CONSIGNE:
Transcrivez le passage de l'intervention sur le harcèlement sexuel qui va de "Photo issue du" jusqu'à "proposition de loi." inclus.

Intervention de Pascale Crozon

Séance en hémicycle du 24 juillet 2012 à 15h00
Harcèlement sexuel — Présentation

Photo issue du site de l'Assemblée nationale ou de WikipediaPascale Crozon, rapporteure de la commission des lois constitutionnelles, de la législation et de l'administration générale de la République :

Eh oui, monsieur Poisson, mais je doute de la pertinence d'introduire une notion aussi complexe, sans la définir, au détour d'un amendement nocturne. Je souhaite poursuivre le travail que j'avais engagé avec Michèle Delaunay sous la précédente législature et suis sensible au souhait du Gouvernement d'en discuter – vous l'avez redit, madame la ministre – par le biais d'une proposition de loi.

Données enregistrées
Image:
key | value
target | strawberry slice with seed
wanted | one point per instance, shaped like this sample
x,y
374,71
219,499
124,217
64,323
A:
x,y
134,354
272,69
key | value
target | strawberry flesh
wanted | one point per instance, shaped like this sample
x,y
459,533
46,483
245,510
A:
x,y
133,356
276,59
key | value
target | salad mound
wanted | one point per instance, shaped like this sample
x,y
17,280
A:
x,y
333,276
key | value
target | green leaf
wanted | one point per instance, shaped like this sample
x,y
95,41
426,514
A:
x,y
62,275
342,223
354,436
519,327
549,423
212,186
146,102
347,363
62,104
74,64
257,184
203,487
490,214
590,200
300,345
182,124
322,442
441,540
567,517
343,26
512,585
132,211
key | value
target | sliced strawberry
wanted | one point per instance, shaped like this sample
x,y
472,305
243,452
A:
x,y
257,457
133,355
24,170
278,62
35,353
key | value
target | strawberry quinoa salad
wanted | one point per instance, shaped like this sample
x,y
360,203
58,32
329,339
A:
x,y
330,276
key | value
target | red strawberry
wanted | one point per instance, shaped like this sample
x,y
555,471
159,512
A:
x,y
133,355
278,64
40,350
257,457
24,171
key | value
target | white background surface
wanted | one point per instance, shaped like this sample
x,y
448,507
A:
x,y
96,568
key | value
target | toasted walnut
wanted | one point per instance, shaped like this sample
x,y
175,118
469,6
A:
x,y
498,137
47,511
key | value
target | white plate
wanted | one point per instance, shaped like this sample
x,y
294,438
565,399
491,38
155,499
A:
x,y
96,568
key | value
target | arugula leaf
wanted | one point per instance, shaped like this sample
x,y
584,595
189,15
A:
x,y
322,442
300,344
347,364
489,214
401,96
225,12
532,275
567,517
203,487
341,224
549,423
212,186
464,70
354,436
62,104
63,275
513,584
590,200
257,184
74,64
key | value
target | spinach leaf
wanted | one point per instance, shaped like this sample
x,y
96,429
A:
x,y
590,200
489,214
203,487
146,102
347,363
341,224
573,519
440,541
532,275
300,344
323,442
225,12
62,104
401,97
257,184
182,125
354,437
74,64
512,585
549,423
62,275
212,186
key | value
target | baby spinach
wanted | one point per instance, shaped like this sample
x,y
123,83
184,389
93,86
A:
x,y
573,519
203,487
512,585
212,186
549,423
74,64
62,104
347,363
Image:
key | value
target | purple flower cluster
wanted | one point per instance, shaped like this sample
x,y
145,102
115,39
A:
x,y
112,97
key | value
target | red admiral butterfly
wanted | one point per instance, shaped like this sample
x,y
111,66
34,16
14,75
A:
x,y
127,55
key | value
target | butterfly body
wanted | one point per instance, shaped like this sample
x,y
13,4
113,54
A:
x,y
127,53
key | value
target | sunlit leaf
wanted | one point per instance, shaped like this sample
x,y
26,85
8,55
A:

RÉPONSE ATTENDUE:
Photo issue du site de l'Assemblée nationale ou de WikipediaPascale Crozon, rapporteure de la commission des lois constitutionnelles, de la législation et de l'administration générale de la République :

Eh oui, monsieur Poisson, mais je doute de la pertinence d'introduire une notion aussi complexe, sans la définir, au détour d'un amendement nocturne. Je souhaite poursuivre le travail que j'avais engagé avec Michèle Delaunay sous la précédente législature et suis sensible au souhait du Gouvernement d'en discuter – vous l'avez redit, madame la ministre – par le biais d'une proposition de loi.